_Records for this task_:
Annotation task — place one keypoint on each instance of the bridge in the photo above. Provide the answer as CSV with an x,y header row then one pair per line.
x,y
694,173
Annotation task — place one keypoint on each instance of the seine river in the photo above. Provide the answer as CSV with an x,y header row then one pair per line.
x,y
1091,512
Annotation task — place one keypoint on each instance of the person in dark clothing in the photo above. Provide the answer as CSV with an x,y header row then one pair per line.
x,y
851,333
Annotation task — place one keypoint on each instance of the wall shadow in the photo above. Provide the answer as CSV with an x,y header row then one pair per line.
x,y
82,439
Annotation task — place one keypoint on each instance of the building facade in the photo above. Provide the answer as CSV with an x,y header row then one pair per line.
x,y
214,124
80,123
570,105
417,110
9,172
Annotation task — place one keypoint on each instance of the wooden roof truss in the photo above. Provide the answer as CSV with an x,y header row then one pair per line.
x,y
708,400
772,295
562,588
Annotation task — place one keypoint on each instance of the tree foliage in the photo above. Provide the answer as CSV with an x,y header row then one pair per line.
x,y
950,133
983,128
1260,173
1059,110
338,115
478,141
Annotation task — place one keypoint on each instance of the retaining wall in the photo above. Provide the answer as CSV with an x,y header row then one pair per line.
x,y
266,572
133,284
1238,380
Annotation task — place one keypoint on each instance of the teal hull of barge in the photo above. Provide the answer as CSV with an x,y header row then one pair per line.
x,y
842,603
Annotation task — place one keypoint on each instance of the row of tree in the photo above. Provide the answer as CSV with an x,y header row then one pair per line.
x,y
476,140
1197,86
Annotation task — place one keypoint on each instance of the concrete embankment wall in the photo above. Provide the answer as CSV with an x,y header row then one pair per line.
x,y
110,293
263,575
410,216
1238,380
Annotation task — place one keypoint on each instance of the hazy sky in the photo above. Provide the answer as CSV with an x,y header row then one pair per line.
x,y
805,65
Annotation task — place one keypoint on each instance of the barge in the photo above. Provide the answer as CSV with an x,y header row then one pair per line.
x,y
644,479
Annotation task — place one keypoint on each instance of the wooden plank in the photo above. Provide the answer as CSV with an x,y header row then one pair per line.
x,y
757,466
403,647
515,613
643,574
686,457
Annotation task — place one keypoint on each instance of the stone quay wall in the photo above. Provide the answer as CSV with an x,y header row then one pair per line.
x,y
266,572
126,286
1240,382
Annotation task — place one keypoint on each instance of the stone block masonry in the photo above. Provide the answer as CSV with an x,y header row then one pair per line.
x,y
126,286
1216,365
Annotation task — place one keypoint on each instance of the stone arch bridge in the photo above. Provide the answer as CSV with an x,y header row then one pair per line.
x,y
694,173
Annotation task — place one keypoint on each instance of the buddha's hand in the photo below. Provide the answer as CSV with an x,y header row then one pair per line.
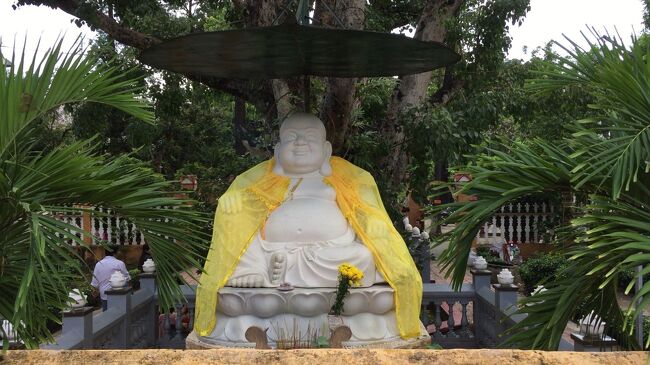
x,y
377,228
232,203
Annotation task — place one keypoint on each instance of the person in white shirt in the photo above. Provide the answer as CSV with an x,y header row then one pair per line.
x,y
103,271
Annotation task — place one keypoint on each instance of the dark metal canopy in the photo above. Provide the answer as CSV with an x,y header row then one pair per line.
x,y
291,50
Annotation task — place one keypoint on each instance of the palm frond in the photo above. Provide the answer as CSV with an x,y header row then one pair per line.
x,y
523,171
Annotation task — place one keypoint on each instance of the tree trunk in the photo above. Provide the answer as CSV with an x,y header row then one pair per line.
x,y
411,90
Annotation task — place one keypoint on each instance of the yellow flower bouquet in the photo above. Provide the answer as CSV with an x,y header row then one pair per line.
x,y
349,276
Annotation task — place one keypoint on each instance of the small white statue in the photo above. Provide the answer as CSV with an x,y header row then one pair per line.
x,y
149,266
505,277
77,299
117,280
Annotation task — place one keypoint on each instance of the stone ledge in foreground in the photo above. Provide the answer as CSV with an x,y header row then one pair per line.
x,y
321,356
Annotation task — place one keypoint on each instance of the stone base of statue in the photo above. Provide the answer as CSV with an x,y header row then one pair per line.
x,y
300,316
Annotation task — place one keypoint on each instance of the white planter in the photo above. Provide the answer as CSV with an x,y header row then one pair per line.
x,y
149,266
117,280
592,326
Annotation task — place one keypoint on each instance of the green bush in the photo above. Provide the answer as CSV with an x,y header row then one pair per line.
x,y
625,276
538,269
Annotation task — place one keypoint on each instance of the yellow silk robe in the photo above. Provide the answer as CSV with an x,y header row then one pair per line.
x,y
261,191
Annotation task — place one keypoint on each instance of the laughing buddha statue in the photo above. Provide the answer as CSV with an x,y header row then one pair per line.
x,y
291,221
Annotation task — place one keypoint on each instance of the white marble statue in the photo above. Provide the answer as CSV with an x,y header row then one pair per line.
x,y
307,237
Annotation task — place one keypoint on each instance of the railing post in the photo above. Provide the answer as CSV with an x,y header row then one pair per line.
x,y
120,300
148,282
505,295
481,278
81,321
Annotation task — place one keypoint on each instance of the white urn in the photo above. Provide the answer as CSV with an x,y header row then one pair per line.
x,y
480,263
149,266
117,280
77,299
505,277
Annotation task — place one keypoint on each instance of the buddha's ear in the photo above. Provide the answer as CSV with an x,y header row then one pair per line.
x,y
277,169
326,168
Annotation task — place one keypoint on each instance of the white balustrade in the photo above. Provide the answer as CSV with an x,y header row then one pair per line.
x,y
515,223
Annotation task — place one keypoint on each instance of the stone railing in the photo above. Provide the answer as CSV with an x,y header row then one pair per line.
x,y
474,317
131,321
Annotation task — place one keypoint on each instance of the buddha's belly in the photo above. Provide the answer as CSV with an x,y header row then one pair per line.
x,y
305,220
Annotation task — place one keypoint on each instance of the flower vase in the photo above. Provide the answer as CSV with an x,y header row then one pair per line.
x,y
334,321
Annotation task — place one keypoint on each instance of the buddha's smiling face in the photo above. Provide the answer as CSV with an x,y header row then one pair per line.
x,y
302,148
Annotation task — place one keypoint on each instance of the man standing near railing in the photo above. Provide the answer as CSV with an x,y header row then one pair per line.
x,y
103,271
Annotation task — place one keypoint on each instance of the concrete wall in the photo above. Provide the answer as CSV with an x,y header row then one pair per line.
x,y
330,357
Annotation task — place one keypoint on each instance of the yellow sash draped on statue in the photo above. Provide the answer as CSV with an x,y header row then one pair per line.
x,y
261,191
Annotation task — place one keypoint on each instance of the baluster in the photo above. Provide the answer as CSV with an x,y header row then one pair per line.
x,y
519,218
437,320
464,330
535,225
451,321
134,234
104,224
118,230
510,223
114,232
166,324
109,226
543,217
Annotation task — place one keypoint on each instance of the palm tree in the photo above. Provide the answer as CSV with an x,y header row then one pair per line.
x,y
37,267
606,161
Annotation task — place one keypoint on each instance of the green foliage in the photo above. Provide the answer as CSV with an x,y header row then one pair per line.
x,y
603,164
322,342
538,270
38,267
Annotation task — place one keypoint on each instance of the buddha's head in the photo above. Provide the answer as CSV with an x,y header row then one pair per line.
x,y
303,148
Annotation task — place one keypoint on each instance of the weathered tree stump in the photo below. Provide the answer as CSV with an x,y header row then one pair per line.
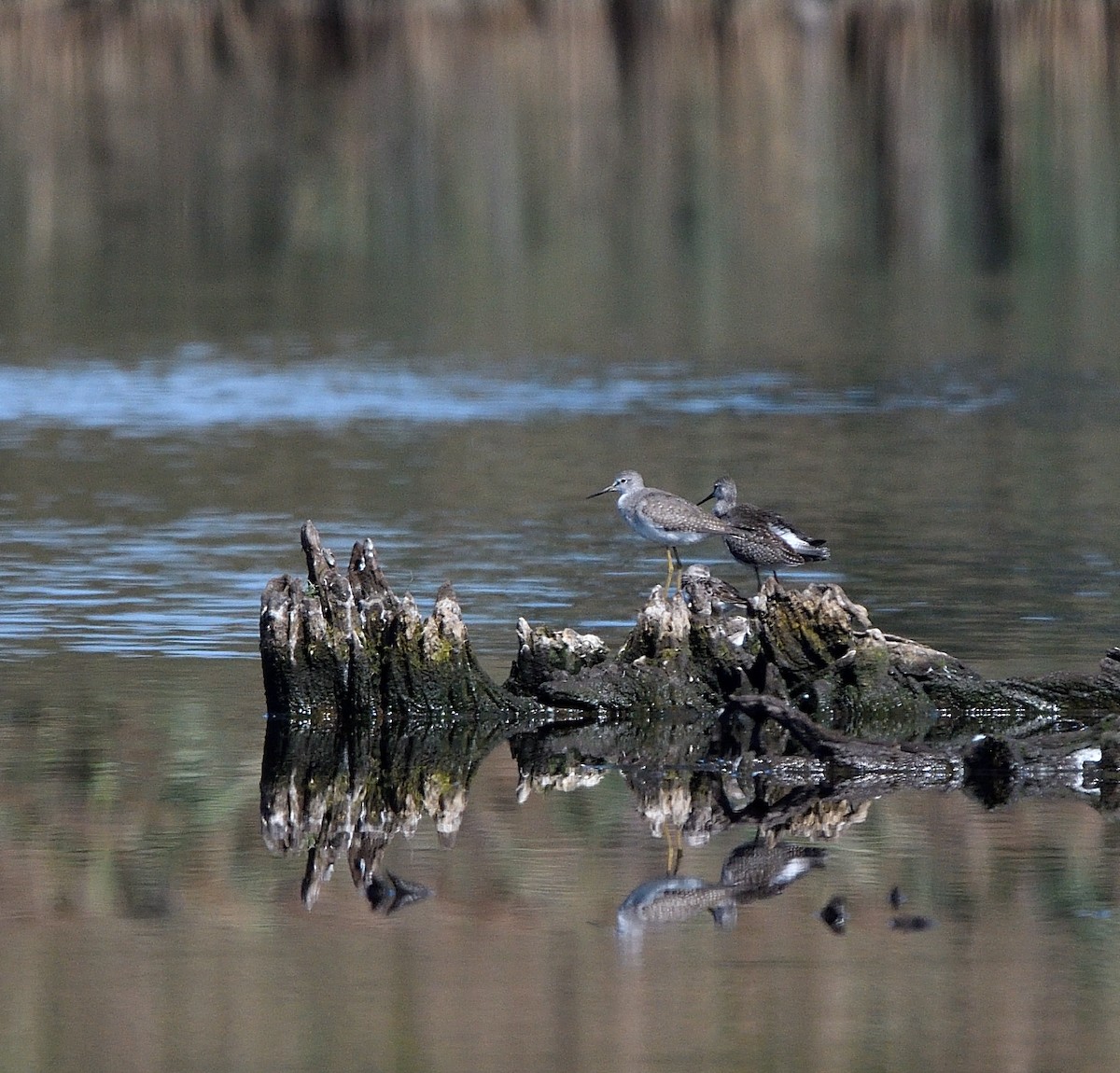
x,y
342,646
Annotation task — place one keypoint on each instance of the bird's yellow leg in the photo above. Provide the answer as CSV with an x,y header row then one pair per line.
x,y
675,845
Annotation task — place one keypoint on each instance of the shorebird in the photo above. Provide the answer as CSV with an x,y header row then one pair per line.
x,y
664,518
762,537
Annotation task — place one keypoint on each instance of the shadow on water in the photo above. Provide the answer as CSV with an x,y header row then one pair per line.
x,y
344,792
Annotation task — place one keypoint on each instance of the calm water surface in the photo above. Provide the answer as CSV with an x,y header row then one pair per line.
x,y
429,298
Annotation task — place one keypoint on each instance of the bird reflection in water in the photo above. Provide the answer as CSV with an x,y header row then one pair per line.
x,y
751,871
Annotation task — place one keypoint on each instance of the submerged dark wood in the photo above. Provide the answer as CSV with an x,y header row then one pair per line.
x,y
343,647
790,713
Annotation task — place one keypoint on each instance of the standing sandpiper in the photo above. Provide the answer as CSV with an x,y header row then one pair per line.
x,y
664,518
762,537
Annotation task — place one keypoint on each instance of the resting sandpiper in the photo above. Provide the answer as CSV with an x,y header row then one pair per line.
x,y
664,518
762,537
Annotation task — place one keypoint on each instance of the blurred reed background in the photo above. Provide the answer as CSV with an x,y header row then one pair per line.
x,y
468,158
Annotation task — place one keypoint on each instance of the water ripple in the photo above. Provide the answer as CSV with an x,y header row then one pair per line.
x,y
199,389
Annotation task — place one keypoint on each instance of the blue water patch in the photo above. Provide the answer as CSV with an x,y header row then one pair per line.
x,y
200,387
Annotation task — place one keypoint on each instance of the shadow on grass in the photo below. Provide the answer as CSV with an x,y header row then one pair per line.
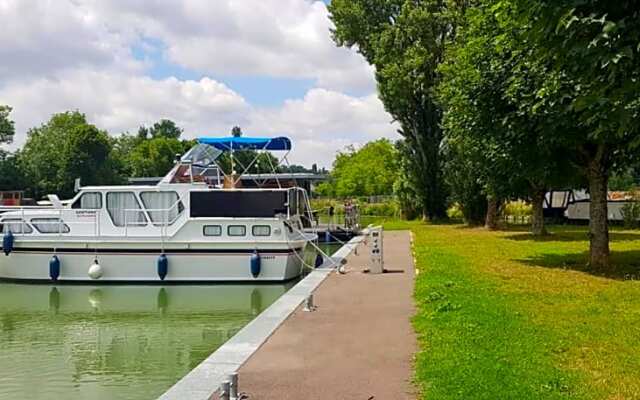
x,y
626,264
566,235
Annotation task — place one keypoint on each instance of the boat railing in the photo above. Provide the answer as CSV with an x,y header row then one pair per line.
x,y
26,217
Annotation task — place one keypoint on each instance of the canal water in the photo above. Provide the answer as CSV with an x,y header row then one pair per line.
x,y
116,342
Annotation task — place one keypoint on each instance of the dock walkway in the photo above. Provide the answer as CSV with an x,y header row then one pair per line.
x,y
358,344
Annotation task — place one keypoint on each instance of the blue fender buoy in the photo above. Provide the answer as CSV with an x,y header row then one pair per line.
x,y
255,264
163,266
54,268
7,243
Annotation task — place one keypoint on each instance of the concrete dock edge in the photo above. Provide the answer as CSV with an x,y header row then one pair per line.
x,y
205,379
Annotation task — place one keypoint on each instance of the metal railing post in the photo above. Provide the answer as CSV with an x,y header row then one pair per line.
x,y
233,386
224,390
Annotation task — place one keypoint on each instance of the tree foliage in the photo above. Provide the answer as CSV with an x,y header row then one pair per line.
x,y
165,128
405,41
368,171
65,148
155,157
587,61
533,86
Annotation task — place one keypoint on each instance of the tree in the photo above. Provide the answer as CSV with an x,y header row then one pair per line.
x,y
7,129
482,121
368,171
165,128
236,131
155,157
65,148
11,177
587,60
85,154
405,41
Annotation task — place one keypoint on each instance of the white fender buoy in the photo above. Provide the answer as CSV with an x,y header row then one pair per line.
x,y
95,270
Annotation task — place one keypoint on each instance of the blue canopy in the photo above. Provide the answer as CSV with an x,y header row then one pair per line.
x,y
247,143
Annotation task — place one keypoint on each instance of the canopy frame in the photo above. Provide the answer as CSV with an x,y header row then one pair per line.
x,y
261,145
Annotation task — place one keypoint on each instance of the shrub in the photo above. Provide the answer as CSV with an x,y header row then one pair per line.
x,y
455,212
517,208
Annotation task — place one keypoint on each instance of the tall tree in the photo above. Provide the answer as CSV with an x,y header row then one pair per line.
x,y
164,128
483,119
65,148
7,129
368,171
236,131
587,59
155,157
405,41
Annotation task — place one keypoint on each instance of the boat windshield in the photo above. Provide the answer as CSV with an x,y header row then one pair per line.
x,y
201,154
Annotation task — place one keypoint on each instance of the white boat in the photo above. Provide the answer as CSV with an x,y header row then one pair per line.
x,y
196,225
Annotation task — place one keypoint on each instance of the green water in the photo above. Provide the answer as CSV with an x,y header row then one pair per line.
x,y
116,342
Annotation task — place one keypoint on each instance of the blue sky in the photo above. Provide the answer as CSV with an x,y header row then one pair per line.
x,y
268,65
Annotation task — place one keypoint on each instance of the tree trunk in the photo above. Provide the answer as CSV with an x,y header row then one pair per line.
x,y
598,218
491,221
537,212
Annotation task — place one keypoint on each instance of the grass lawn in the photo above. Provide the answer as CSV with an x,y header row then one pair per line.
x,y
501,315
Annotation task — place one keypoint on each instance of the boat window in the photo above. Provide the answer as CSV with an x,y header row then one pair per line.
x,y
89,201
236,230
49,225
124,209
212,230
163,207
261,230
237,204
16,226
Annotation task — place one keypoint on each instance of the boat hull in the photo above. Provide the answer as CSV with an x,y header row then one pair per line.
x,y
140,265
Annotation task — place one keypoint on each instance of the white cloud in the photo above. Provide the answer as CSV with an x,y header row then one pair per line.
x,y
320,124
122,103
41,38
77,54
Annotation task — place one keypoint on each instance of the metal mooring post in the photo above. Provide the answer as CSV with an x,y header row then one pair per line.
x,y
308,304
224,390
233,386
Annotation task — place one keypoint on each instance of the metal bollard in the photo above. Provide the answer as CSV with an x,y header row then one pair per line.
x,y
308,304
224,390
233,385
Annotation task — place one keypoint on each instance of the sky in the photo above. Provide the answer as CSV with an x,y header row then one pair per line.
x,y
269,66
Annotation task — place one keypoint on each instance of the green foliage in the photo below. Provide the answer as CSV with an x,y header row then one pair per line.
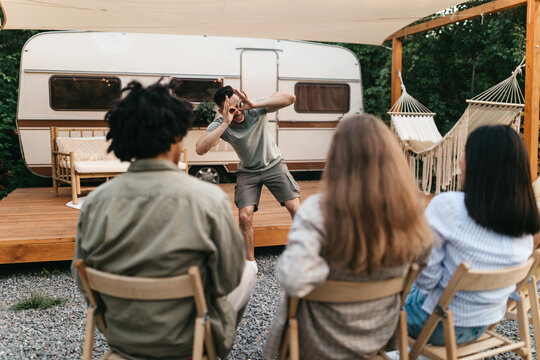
x,y
204,114
444,67
441,68
13,172
37,301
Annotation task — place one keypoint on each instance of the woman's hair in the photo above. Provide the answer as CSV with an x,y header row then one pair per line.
x,y
498,189
147,121
374,214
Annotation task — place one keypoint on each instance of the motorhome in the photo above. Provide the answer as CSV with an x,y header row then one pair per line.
x,y
70,79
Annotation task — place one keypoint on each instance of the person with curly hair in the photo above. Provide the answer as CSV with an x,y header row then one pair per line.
x,y
156,221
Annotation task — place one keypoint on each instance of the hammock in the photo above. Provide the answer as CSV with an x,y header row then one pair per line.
x,y
434,157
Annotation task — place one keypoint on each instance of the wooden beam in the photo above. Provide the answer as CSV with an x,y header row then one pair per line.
x,y
397,45
532,84
488,8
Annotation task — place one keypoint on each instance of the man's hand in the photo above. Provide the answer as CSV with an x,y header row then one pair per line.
x,y
227,116
245,103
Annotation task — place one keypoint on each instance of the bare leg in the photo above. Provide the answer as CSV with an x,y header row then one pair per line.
x,y
245,216
292,205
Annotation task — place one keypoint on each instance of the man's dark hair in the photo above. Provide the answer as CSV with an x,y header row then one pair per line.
x,y
147,121
498,189
219,96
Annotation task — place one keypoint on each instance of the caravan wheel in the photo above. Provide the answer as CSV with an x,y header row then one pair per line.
x,y
208,173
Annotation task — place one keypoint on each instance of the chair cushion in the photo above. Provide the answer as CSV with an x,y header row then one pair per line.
x,y
101,166
85,148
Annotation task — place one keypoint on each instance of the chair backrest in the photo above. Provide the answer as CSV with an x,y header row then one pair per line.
x,y
96,282
144,288
465,279
346,292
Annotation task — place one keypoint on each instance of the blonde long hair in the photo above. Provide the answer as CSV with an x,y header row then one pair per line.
x,y
374,214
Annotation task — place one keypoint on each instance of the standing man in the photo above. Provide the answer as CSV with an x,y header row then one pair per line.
x,y
243,124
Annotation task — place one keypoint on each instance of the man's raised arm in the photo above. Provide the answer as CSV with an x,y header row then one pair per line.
x,y
209,140
274,102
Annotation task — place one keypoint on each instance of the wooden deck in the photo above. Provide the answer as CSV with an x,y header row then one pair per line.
x,y
36,225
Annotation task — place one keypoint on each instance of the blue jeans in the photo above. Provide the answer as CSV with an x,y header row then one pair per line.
x,y
416,318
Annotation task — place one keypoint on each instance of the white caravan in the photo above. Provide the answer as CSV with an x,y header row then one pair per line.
x,y
69,79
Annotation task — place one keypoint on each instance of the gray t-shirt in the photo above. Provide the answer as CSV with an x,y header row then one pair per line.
x,y
251,140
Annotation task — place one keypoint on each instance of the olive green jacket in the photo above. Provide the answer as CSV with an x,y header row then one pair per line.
x,y
156,221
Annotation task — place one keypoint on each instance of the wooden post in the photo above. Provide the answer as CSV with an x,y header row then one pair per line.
x,y
532,84
396,65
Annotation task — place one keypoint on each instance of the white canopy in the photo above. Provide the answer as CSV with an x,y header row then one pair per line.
x,y
353,21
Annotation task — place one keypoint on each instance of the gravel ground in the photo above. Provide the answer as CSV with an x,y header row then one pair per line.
x,y
57,333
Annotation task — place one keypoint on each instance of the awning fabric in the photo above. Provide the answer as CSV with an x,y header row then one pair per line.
x,y
353,21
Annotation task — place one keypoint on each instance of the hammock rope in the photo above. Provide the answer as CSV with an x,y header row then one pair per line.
x,y
434,157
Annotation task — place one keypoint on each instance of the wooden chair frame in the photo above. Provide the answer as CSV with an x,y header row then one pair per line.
x,y
489,343
97,282
343,292
527,287
64,173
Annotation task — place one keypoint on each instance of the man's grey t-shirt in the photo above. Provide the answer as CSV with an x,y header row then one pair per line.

_Prompt_:
Only the lines from the one containing "the wooden chair" through the end of the material belong in the answer, each restated word for word.

_Exercise output_:
Annotation task — place one keypoint on each instance of the wooden chair frame in the photo above. Provide the answer as CSV with an x,y header row then one pair per line.
x,y
489,343
97,282
343,292
527,287
64,173
Annotation task — place one keypoint on each instance of the man's grey t-shirt in the photo above. Provide the answer as CSV with an x,y header row then one pair per line.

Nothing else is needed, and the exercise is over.